Reproduce the part that opens at the start of the records and closes with the line containing "pixel 489 385", both ends and the requests included, scaling each pixel coordinate in the answers by 1.75 and rounding to whole numbers with halves rounded up. Leave the picture out of your answer.

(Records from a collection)
— begin —
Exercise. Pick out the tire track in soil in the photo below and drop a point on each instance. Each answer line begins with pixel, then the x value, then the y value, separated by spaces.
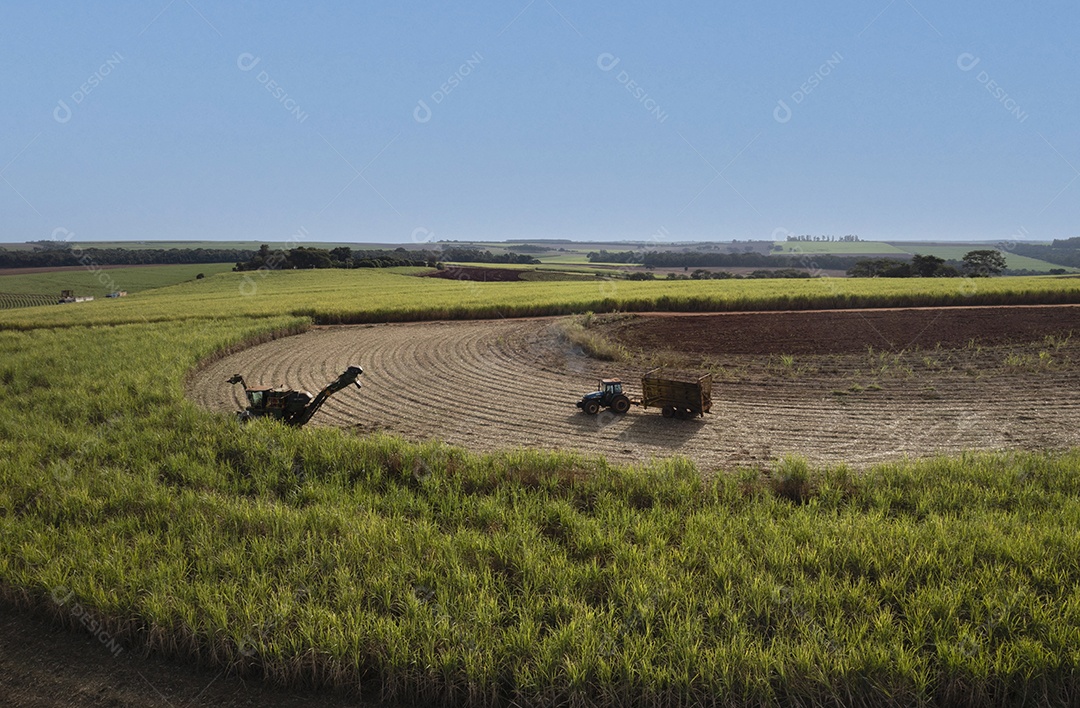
pixel 489 385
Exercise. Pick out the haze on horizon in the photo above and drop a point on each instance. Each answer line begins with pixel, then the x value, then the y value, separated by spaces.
pixel 407 123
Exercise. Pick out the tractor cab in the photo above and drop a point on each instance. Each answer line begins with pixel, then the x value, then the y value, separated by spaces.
pixel 610 387
pixel 609 395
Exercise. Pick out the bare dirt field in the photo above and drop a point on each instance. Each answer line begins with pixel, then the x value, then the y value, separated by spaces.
pixel 845 386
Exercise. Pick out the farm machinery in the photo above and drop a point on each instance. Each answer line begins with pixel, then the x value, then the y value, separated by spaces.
pixel 291 407
pixel 675 396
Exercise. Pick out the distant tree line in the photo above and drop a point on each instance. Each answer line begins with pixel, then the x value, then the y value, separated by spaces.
pixel 720 275
pixel 61 255
pixel 1061 252
pixel 304 258
pixel 694 259
pixel 847 239
pixel 974 263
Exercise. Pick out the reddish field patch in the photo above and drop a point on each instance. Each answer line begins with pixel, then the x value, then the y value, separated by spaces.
pixel 846 331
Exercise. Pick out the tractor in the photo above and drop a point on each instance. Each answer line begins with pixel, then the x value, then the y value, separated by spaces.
pixel 294 408
pixel 610 395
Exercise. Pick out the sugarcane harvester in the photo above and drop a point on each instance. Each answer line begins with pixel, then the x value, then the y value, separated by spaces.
pixel 294 408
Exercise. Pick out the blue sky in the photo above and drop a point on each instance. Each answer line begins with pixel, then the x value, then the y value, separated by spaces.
pixel 402 122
— end —
• **Result**
Exercise. Pick out the tire track in soil in the photo below and drop a point on each instance. Each answer line begins with pixel, then the x value, then the y value, separated by spaces.
pixel 856 674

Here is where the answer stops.